## EXERCISES TO COMPLETE
- 1) In the agent implementation notes, what happens if reasoning items are omitted when tool results are fed back?
- 2) Using the agent implementation notes, explain why large-data tools store their results in a data store and give the LLM only a compact summary.
- 3) Pick up the agent implementation notes after their final line and keep writing.

Key implementation detail: when feeding tool results back, all model output items (reasoning, function_call, message) must be preserved in the input. Omitting reasoning items causes a 400 error from the OpenAI API.

Data Store Pattern

Large-data tools (get_chip_parameter_timeseries, get_chip_summary) use a data store to avoid sending full datasets to the LLM:

Tool executes and returns full data
_wrap_tool_executors stores the result in data_store[key]
LLM receives only a compact summary (_build_llm_summary) with schema info and a data_key
When the LLM calls execute_python_analysis, the sandbox receives data_store as the data variable
LLM-generated code accesses full data via data["t1"], data["chip_summary"], etc.

This eliminates token double-consumption (LLM no longer echoes back large datasets as context_data) while preserving full data precision for sandbox analysis. See Tool Result Compression for details.

Response Format

The agent uses two response schemas:

Blocks Schema (primary, used for OpenAI)

## DATA TO EXAMINE
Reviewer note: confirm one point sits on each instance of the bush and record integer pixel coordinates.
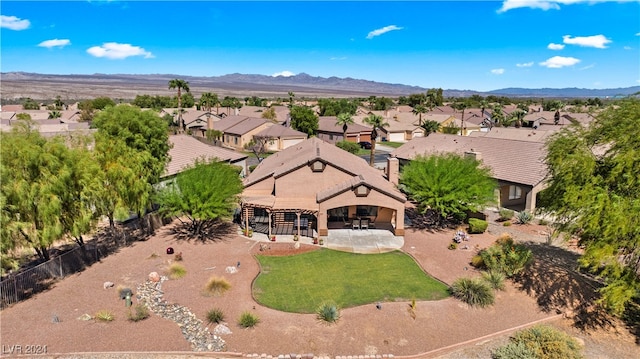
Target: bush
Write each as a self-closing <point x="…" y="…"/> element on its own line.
<point x="140" y="313"/>
<point x="477" y="226"/>
<point x="546" y="342"/>
<point x="105" y="315"/>
<point x="512" y="351"/>
<point x="248" y="320"/>
<point x="215" y="315"/>
<point x="474" y="292"/>
<point x="328" y="312"/>
<point x="216" y="286"/>
<point x="505" y="214"/>
<point x="506" y="257"/>
<point x="494" y="279"/>
<point x="524" y="217"/>
<point x="177" y="271"/>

## TASK-BY-TASK RESULTS
- 1) The OpenAI API returns a 400 error.

- 2) The data store keeps full datasets from being sent to the LLM. This removes token double-consumption, because the LLM no longer echoes large datasets back as context_data. The sandbox still gets the full data for precise analysis.

- 3)
json

{
  "blocks": [
    {"type": "text", "content": "Markdown text here", "chart": null},
    {"type": "chart", "content": null, "chart": {"data": [...], "layout": {...}}}
  ],
  "assessment": "good" | "warning" | "bad" | null
}

blocks is an ordered array of content blocks, each either text or chart
chart blocks contain Plotly.js specs with data (traces) and layout
assessment provides an overall quality judgment (nullable for informational responses)
Schema is passed with strict: False to allow flexible chart objects

Legacy Schema (used for Ollama fallback)

json

{
  "summary": "One-line summary",
  "assessment": "good" | "warning" | "bad",
  "explanation": "Detailed analysis",
  "potential_issues": ["issue1", "issue2"],
  "recommendations": ["action1", "action2"]
}

Legacy responses are automatically converted to blocks format via _legacy_to_blocks().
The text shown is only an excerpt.